* **Text provided**:
Is red Fiestaware radioactive?

In your answer to the radioactive Fiestaware question you wrote, “the actual amount of radioactivity is extremely low–less than the normal background radiation you get from rocks and stuff”. I was wondering if that information was provided by the manufacturer?

http://www.straightdope.com/classics/a4_099.html

I’ve found that this is to be far from the case, I have a pre-war red Fiestaware plate that registers slightly less than 17mR/h or about 300 counts per SECOND at the surface. Background radiation in the Wash. D.C. area is about 12 counts per MINUTE(17-24 CPM during and after some rainstorms due to rain-out). While 17mR/h is considered low level radiation it is by no means background levels. The only rocks I’ve found with levels comparable with Fiestaware’s activity are my collection of Uranium ore samples and the plate still out shines many ore samples.

(Source data)
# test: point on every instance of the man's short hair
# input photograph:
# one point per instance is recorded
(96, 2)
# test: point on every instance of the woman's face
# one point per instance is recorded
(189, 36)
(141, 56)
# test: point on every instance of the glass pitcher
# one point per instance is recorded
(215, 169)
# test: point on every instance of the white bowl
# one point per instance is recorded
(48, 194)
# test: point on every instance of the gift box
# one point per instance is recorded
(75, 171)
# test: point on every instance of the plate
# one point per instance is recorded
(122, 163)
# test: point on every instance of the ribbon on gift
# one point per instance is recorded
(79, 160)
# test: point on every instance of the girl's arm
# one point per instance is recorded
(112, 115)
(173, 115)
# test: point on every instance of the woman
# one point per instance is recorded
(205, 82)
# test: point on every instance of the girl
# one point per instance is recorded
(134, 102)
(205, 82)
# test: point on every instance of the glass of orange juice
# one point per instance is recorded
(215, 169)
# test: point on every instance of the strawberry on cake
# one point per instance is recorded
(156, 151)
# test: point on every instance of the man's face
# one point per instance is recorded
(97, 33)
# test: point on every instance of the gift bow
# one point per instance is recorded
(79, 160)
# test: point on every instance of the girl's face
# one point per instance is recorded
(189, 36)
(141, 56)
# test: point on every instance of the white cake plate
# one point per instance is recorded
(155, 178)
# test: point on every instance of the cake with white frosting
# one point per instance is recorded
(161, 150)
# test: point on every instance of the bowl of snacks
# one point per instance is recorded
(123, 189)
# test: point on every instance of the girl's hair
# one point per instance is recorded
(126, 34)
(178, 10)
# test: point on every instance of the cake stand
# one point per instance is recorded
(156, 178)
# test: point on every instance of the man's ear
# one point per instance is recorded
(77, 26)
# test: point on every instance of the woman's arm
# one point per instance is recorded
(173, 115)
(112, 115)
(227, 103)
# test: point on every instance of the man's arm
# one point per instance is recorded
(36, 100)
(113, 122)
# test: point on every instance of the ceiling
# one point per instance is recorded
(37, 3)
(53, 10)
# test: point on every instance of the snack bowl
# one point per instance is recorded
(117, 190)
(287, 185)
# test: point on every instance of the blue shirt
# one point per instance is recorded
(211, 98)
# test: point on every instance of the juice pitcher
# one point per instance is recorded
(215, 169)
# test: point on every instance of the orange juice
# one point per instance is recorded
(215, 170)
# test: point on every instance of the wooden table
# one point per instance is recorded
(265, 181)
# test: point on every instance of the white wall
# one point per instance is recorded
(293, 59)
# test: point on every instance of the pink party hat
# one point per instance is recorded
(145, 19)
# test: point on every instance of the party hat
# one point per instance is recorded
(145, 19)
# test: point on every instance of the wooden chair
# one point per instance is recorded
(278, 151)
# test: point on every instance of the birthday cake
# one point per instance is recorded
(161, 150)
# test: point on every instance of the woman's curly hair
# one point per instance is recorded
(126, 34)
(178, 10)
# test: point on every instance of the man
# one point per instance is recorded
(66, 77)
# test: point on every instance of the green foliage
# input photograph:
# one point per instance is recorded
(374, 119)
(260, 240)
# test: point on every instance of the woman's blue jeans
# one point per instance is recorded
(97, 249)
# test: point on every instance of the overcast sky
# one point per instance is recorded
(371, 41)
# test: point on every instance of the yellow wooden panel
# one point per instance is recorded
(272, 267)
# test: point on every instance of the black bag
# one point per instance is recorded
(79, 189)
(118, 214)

* **Your objective**:
Reproduce the Fiestaware letter in full, word for word. The records are not required for any of the work here.

* **Response to this exercise**:
Is red Fiestaware radioactive?

In your answer to the radioactive Fiestaware question you wrote, “the actual amount of radioactivity is extremely low–less than the normal background radiation you get from rocks and stuff”. I was wondering if that information was provided by the manufacturer?

http://www.straightdope.com/classics/a4_099.html

I’ve found that this is to be far from the case, I have a pre-war red Fiestaware plate that registers slightly less than 17mR/h or about 300 counts per SECOND at the surface. Background radiation in the Wash. D.C. area is about 12 counts per MINUTE(17-24 CPM during and after some rainstorms due to rain-out). While 17mR/h is considered low level radiation it is by no means background levels. The only rocks I’ve found with levels comparable with Fiestaware’s activity are my collection of Uranium ore samples and the plate still out shines many ore samples.